● **ПРЕДОСТАВЛЕННЫЙ ОТРЫВОК**
....

Дорогу Чарльзу Диккенсу в ста тысячах экземпляров!"
До каких же монбланов devergondage {Распутства (франц.).} должны были
дойти английские дамы, если субъект, описавший свою брачную ночь и
подаривший миру "Мертвого осла и гильотинированную женщину", даже такой
субъект, которого никак нельзя упрекнуть в излишней брезгливости, вынужден с
отвращением отпрянуть от их чудовищной нескромности!
А между тем мсье Ж. Ж. вовсе не так уж непреклонен, отнюдь нет! Его
нисколько не коробит от легкого галантного адюльтера и элегантного нарушения
седьмой заповеди. Так как у Вальтера Скотта нет амурных интриг, то Жюль
считает его почитательниц tant soit peu prudes. Конечно, и в жизни и в
романе совершенно необходимо немного благородной, приятно-возбуждающей,
противо-седьмо-заповедной приправы! Прочитайте "Мертвого осла и
гильотинированную женщину" и вы поймете, как грациозно это можно сделать.

....

● **ВЫДЕРЖКИ ИЗ ДАТАСЕТА**

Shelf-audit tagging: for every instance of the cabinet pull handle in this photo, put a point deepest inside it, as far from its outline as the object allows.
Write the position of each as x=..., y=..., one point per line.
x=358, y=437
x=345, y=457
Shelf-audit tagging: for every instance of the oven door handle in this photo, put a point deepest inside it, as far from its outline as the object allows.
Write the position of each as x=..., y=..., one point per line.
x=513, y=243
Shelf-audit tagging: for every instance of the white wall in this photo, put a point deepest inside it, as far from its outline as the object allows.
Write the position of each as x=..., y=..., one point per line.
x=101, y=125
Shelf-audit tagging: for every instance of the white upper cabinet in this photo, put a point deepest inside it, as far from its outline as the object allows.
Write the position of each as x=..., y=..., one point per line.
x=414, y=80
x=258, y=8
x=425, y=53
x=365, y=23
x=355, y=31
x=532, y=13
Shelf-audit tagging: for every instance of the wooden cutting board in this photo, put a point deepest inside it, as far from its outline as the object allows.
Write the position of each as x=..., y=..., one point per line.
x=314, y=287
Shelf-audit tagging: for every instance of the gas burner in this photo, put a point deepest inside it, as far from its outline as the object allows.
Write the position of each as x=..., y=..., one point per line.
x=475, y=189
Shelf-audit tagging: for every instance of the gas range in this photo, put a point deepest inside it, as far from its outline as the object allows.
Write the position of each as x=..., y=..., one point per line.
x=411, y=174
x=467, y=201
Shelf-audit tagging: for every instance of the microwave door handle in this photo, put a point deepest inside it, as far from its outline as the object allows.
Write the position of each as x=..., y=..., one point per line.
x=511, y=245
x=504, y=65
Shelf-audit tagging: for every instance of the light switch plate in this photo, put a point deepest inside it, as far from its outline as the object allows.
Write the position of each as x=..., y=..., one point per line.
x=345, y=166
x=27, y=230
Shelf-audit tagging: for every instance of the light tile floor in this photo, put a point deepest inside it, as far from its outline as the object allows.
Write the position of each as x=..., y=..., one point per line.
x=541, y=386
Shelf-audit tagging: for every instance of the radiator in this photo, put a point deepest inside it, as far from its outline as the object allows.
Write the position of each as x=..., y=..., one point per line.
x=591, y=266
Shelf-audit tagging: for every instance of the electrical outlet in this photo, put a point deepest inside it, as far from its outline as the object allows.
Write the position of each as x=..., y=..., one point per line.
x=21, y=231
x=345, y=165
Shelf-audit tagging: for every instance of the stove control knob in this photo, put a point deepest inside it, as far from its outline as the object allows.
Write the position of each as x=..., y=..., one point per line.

....

● **ТРЕБОВАНИЯ**
Выпишите из отрывка все предложения, которые оканчиваются восклицательным знаком, не считая первой строки. Приведенные объекты взяты из другого источника.

● **ПИСЬМЕННЫЙ ОТВЕТ**
1. До каких же монбланов devergondage {Распутства (франц.).} должны были дойти английские дамы, если субъект, описавший свою брачную ночь и подаривший миру "Мертвого осла и гильотинированную женщину", даже такой субъект, которого никак нельзя упрекнуть в излишней брезгливости, вынужден с отвращением отпрянуть от их чудовищной нескромности!
2. А между тем мсье Ж. Ж. вовсе не так уж непреклонен, отнюдь нет!
3. Конечно, и в жизни и в романе совершенно необходимо немного благородной, приятно-возбуждающей, противо-седьмо-заповедной приправы!